start DATA SUPPLIED

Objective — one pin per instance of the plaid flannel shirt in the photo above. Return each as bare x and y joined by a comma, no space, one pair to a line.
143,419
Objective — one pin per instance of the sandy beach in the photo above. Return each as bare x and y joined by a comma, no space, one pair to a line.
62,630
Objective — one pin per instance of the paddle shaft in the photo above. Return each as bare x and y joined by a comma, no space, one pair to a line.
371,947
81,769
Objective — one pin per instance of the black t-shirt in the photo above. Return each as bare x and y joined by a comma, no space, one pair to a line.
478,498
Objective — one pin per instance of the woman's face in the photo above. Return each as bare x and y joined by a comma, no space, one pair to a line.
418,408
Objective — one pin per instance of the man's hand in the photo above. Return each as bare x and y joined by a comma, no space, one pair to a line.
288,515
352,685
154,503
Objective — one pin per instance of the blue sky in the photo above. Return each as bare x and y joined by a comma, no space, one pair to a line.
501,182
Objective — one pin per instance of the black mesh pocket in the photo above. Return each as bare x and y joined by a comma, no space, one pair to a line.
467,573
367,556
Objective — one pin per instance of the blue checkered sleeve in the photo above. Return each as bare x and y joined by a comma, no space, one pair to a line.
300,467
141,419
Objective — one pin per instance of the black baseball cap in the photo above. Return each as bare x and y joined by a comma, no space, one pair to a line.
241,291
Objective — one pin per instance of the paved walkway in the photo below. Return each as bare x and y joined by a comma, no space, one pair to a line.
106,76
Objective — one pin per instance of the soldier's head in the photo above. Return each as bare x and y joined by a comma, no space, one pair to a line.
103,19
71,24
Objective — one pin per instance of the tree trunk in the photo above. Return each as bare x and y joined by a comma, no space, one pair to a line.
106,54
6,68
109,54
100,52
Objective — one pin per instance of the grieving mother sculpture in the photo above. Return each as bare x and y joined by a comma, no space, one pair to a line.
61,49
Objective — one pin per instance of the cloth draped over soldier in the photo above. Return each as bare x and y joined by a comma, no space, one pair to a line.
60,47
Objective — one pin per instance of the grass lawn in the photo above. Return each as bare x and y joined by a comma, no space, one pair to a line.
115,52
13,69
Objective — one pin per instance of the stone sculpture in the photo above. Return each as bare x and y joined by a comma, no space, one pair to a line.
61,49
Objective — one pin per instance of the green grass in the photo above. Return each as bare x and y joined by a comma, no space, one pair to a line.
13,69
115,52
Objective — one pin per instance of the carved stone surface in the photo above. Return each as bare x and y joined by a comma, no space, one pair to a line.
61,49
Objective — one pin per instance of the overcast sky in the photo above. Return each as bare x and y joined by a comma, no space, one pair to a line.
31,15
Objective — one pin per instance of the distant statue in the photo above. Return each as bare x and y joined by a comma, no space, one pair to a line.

end DATA SUPPLIED

- [TASK STATEMENT] Repeat all of the records above exactly as written.

- [OUTPUT FOR THIS EXERCISE]
Objective — one pin per instance of the plaid flannel shirt in the photo above. Return each as bare x and y joined by a comma, no space, one pair to a line.
143,419
Objective — one pin per instance of the sandy beach in the photo above. Return each as bare x and y joined by a comma, no space, one pair to a line.
62,630
Objective — one pin per instance of the paddle shaft in the photo above. Return each as bare x and y joined by a comma, no space, one pair to a line.
371,947
81,769
Objective — one pin per instance of the black t-shirt in the photo above. Return each as bare x and y joined by a comma, no space, one pair to a line.
478,498
Objective — one pin per instance of the woman's face in the photo above. Return each as bare x and y joined by a comma, no space, one pair to a line.
418,408
Objective — one pin per instance of the man's hand in the photo above. Return each as bare x and y joined by a comma, no space, one pair to a line.
288,515
352,685
154,503
Objective — one pin per instance of the blue sky in the photo above. Return each as bare x and y joined by a comma, no space, one pair to a line.
501,182
Objective — one pin per instance of the black mesh pocket in the photo above. Return each as bare x and y joined by a comma, no space, one pair to a line.
467,573
367,556
Objective — one pin per instance of the blue checkered sleeve in the photo above. Return each as bare x and y joined by a comma, no space, one pair to a line.
300,467
141,419
Objective — one pin per instance of the black baseball cap in the photo above. Return each as bare x and y joined by a comma, no space, one pair to a line.
241,291
Objective — one pin per instance of the paved walkway in the photo below. Return each as bare x and y joined by a comma, no space, one pair to a line.
106,76
Objective — one pin per instance of the soldier's head in the photo above. Return each as bare x and y joined by a comma, no space, one pair to a line.
103,19
71,24
Objective — one pin per instance of the tree trunk in the photo above. Return each as bare x and y joined by a comma, no space, one pair to a line.
106,54
6,68
109,54
100,52
Objective — one pin per instance of the grieving mother sculpture in the photo above. Return each as bare x and y joined by a comma, no space, one pair to a line.
61,49
Objective — one pin per instance of the cloth draped over soldier in the photo above. Return each as bare x and y joined by a comma, no space, one pair to a line.
60,47
Objective — one pin per instance of the grass lawn in the photo above. Return each as bare x and y joined by a comma, no space, one pair to a line.
115,52
13,69
Objective — one pin per instance of the stone sculpture in the photo above. Return each as bare x and y joined by a comma, no space, one pair to a line.
61,49
Objective — one pin per instance of the green grass in the photo above. Return each as bare x and y joined by a comma, no space, one pair to a line.
13,69
115,52
Objective — one pin per instance of the carved stone surface in the photo above. Return each as bare x and y joined by a comma, no space, one pair to a line.
61,49
Objective — one pin per instance of the overcast sky in the photo above. Return each as bare x and y joined by a comma, no space, one pair to a line.
31,15
Objective — one pin per instance of the distant statue in the photo above. Return each as bare x and y joined by a comma, no space, one pair to a line.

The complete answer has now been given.